Jonathan Lovell, UB biomedical engineer

What’s a nanoballoon?
It’s essentially a little container, and you can put stuff inside of it—in our case, anti-cancer drugs. Then, you inject the balloons into the body, and they navigate through various environments in the blood.

How do you get them to pop open and deliver their payload?
The ones we’re working on are triggered by light. So if there’s a tumor in the pancreas, we shine a laser on the pancreas, and the balloons open up. Whatever’s on the inside of them will go outside.

Wouldn’t that involve surgery?
It might involve putting a fiber-optic cable into the tumor, but this can be done with minimal invasion.

Why is this better than traditional ways of fighting cancer?
With chemotherapy, there are a lot of side effects: nausea, vomiting, hair loss. The drugs go everywhere in the body. With nanoballoons, we’ll be able to use a much smaller dose and dump all of the drug in the tumor.

Under a microscope, the nanoballoons are green. Why?
There’s chlorophyll in them. We take chlorophyll from algae, chemically alter it and attach it to a fat molecule that’s used to make the nanoballoons.

::::::::

TO DO =
a. In the nanoballoon interview, what makes the nanoballoons open and release what they carry?
b. Set down the part of the nanoballoon interview from "There’s chlorophyll in" to "make the nanoballoons.", word for word.
c. Write the next part of the nanoballoon interview, picking up after its final answer about chlorophyll.

Natural language region descriptions:

::::::::

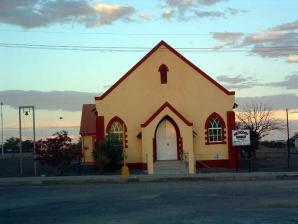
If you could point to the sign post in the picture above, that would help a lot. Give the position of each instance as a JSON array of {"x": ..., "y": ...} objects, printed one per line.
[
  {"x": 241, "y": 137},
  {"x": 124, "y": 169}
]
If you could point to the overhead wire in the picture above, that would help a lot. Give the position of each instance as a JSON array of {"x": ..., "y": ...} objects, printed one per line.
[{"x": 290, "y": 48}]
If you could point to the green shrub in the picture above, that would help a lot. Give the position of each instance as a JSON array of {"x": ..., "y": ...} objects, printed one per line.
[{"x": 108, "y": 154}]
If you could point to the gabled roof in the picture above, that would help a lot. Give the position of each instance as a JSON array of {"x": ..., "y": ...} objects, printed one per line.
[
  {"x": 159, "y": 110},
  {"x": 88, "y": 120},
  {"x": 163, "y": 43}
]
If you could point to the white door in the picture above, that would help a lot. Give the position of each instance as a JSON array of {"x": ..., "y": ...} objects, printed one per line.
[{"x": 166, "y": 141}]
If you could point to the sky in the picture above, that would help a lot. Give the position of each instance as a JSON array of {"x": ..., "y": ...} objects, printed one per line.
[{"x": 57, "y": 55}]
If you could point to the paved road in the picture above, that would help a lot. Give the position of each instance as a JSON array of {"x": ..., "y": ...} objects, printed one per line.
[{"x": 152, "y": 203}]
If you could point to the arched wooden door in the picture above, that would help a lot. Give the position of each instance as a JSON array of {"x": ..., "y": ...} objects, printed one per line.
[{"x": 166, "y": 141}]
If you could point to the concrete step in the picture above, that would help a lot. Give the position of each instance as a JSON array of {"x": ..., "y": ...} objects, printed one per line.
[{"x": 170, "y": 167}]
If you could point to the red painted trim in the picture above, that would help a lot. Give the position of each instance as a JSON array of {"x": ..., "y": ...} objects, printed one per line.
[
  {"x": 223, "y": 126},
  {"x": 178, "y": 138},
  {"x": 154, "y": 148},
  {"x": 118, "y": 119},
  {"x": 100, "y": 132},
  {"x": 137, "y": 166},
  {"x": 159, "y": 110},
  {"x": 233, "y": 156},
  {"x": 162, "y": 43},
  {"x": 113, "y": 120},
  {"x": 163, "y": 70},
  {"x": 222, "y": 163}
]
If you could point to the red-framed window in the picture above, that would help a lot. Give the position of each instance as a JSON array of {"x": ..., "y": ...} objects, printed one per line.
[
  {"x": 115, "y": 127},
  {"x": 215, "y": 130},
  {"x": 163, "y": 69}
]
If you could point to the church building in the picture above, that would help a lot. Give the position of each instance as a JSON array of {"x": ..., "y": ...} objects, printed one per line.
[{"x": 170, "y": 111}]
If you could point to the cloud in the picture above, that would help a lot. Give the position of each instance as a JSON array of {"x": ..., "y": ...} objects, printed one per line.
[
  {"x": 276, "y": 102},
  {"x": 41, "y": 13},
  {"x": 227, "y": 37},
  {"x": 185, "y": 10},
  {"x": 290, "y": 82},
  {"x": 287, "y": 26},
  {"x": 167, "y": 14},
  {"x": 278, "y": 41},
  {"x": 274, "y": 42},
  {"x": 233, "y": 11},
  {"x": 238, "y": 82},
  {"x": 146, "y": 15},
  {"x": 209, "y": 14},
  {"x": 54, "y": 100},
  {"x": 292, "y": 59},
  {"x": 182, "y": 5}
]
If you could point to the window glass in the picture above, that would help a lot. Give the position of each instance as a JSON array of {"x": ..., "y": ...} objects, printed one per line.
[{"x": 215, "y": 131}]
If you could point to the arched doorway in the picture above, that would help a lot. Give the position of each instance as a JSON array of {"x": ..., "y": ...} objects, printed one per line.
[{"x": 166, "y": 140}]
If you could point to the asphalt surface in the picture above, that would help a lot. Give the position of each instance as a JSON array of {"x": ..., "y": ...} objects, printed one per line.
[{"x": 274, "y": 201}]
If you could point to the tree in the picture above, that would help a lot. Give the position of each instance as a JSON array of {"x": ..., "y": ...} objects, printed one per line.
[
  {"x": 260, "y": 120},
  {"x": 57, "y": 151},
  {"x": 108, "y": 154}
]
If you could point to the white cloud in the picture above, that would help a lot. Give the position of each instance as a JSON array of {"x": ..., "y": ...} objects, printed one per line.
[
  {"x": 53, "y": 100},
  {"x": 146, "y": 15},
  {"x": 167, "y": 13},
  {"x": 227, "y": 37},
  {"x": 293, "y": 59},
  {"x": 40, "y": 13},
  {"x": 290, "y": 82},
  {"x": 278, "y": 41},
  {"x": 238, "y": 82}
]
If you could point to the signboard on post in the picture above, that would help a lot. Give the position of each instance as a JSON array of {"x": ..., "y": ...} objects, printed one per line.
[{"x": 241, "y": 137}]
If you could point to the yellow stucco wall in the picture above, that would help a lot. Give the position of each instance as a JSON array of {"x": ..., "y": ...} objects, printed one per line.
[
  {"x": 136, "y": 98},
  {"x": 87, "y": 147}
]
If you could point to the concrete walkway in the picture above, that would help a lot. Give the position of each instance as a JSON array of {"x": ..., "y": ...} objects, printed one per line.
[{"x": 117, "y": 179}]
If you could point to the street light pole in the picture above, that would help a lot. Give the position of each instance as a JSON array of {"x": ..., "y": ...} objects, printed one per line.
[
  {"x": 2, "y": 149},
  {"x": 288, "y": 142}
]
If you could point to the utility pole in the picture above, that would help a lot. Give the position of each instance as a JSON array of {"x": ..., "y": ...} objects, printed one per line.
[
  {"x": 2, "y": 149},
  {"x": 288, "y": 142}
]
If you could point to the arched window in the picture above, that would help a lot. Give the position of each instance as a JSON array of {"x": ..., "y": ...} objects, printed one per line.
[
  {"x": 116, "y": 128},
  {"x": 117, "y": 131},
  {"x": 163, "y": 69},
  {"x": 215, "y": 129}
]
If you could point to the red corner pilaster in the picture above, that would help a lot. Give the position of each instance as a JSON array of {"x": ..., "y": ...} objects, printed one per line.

::::::::

SET OF ANSWERS =
a. They are triggered by light: a laser shone on the organ, such as the pancreas, makes them open.

b.
There’s chlorophyll in them. We take chlorophyll from algae, chemically alter it and attach it to a fat molecule that’s used to make the nanoballoons.

c.
Why do you do that?
If something looks green, that means it’s absorbing red and blue light. This is what you want when you work on light-activated treatments, because red light penetrates tissue the deepest. If you hold a flashlight to your hand, your palm glows red because the red light can pass through your body. The lasers we shine on the nanoballoons use near-infrared light, which is similar to red light.

What’s next for the research?
We’re presently testing the nanoballoons in mice and getting very promising results. Once we get some further validation data in mouse models of cancer, the next big step is to bring this technology to a human clinical trial.